» **RICHIESTA A**
Individua nell'elenco tutte le righe che contengono la parola "person" e copiale. Conta la distinzione tra maiuscole e minuscole.

» **TESTO PROPOSTO**

++++++++++

Illogica era la motivazione in ordine alla mancanza di riscontri sui furti
commessi da Sciacca insieme a D’Arrigo, che non poteva influire sull’attendibilità
del collaboratore; illogica la valutazione della portata dell’affermazione di Sciacca
in ordine alla percezione di uno stipendio da parte di D’Arrigo, tenuto conto che i
due soggetti si conoscevano direttamente; giustificate dall’appartenenza ad un
diverso gruppo erano le indicazioni generiche di Riso Carmelo.

CONSIDERATO IN DIRITTO

Il ricorso è inammissibile.

1. Si deve, innanzitutto, escludere che il Tribunale sia incorso nella
violazione di legge denunciata.
Secondo il P.M., la motivazione dell’ordinanza impugnata non sarebbe
“conforme al dettato degli artt. 273 e 192 cod. proc. pen., così come
puntualizzato dalla ormai consolidata giurisprudenza di legittimità”. La censura è
sviluppata nel prosieguo del ricorso, quando si denuncia la violazione dell’art.
192 cod. proc. pen. perché il Tribunale, nel valutare il compendio indiziario, non
lo avrebbe considerato grave perché non avrebbe “apprezzato la perfetta
convergenza dei collaboranti sull’appartenenza del D’Arrigo alla famiglia
Santapaola, al gruppo di Picanello”.

++++++++++

» **RICHIESTA B**
Riscrivi il passo del testo che comincia con le parole "Illogica era la" e finisce con "di legge denunciata.", mettendo "dichiarante" al posto di "collaboratore".

Voci di dati salvate
++++++++++

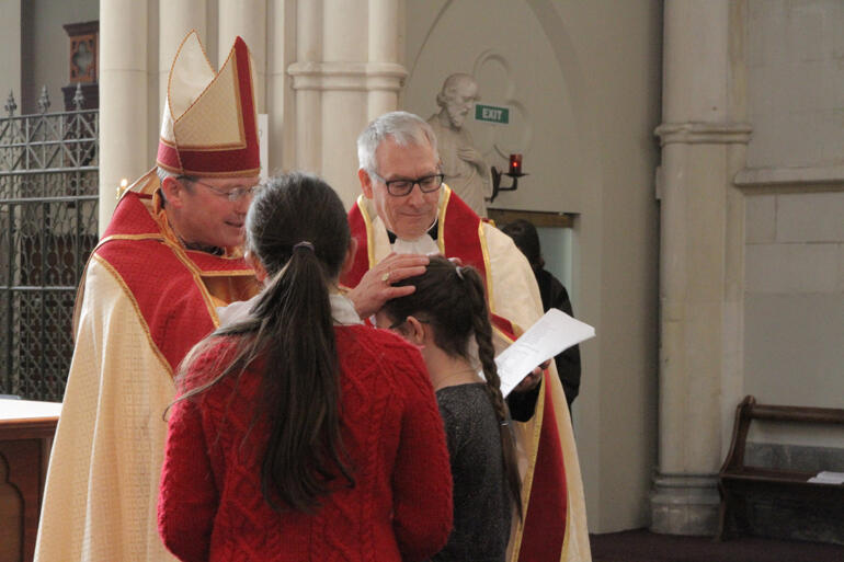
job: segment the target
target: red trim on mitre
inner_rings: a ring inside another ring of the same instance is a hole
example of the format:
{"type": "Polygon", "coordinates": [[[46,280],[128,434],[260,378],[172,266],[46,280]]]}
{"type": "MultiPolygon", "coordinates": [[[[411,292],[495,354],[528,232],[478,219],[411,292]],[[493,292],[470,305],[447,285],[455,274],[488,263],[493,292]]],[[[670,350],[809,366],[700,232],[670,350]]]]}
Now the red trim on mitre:
{"type": "MultiPolygon", "coordinates": [[[[172,173],[198,177],[258,175],[261,170],[261,152],[258,144],[258,114],[254,85],[252,83],[252,66],[249,47],[239,36],[235,39],[235,45],[231,47],[231,51],[220,70],[230,64],[235,65],[237,72],[238,98],[240,99],[238,119],[240,119],[240,124],[243,127],[246,146],[243,148],[221,150],[214,147],[206,149],[179,149],[178,146],[170,146],[162,139],[158,144],[157,162],[160,167],[172,173]]],[[[219,76],[219,72],[217,76],[219,76]]],[[[199,95],[191,107],[203,103],[204,95],[205,92],[199,95]]],[[[189,108],[187,111],[191,110],[189,108]]],[[[173,130],[175,134],[175,124],[173,124],[173,130]]]]}

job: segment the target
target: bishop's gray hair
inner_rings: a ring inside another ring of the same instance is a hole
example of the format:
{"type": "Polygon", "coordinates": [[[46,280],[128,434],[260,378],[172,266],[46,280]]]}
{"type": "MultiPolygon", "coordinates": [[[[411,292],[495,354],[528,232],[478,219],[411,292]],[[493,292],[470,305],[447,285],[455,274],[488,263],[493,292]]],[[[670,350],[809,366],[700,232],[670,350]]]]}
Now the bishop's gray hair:
{"type": "Polygon", "coordinates": [[[434,158],[440,161],[436,150],[436,136],[422,117],[408,112],[385,113],[376,118],[357,137],[358,165],[367,172],[377,172],[375,151],[390,137],[400,147],[409,145],[431,145],[434,158]]]}

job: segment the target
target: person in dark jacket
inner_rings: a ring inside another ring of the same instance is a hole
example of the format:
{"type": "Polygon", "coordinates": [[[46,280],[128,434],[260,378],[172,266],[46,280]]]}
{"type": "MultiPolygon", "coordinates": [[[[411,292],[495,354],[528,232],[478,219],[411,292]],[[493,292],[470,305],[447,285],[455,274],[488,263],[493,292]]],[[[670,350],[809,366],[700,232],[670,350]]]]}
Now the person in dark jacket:
{"type": "MultiPolygon", "coordinates": [[[[536,227],[525,219],[516,219],[505,225],[501,231],[513,239],[531,263],[534,275],[536,275],[536,283],[539,285],[543,309],[547,312],[551,308],[557,308],[573,317],[571,299],[569,299],[566,287],[557,277],[545,269],[545,260],[536,227]]],[[[580,391],[580,347],[578,345],[569,347],[556,356],[554,360],[557,364],[562,390],[566,392],[566,402],[569,404],[569,411],[571,411],[571,403],[574,402],[580,391]]]]}

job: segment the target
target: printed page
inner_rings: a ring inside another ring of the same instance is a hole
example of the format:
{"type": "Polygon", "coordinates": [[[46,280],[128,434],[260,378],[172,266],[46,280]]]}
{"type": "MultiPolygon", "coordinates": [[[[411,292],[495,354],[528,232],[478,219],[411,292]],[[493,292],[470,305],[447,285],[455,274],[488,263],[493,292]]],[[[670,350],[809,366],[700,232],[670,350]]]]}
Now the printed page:
{"type": "Polygon", "coordinates": [[[556,308],[550,309],[495,357],[505,397],[540,363],[595,336],[595,329],[556,308]]]}

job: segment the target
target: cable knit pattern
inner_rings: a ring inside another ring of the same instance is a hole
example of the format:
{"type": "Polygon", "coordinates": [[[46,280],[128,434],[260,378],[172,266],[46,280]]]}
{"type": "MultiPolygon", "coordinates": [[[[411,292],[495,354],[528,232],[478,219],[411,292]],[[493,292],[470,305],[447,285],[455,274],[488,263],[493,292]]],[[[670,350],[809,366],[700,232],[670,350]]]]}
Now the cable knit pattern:
{"type": "MultiPolygon", "coordinates": [[[[253,420],[260,376],[228,377],[170,414],[158,517],[181,560],[415,561],[445,544],[448,451],[419,352],[381,330],[334,333],[355,486],[337,479],[312,514],[273,512],[261,495],[266,425],[253,420]]],[[[231,345],[220,339],[204,353],[187,385],[218,374],[231,345]]]]}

++++++++++

» **RISPOSTA SVOLTA A**
target: person in dark jacket
Now the person in dark jacket:

» **RISPOSTA SVOLTA B**
Illogica era la motivazione in ordine alla mancanza di riscontri sui furti
commessi da Sciacca insieme a D’Arrigo, che non poteva influire sull’attendibilità
del dichiarante; illogica la valutazione della portata dell’affermazione di Sciacca
in ordine alla percezione di uno stipendio da parte di D’Arrigo, tenuto conto che i
due soggetti si conoscevano direttamente; giustificate dall’appartenenza ad un
diverso gruppo erano le indicazioni generiche di Riso Carmelo.

CONSIDERATO IN DIRITTO

Il ricorso è inammissibile.

1. Si deve, innanzitutto, escludere che il Tribunale sia incorso nella
violazione di legge denunciata.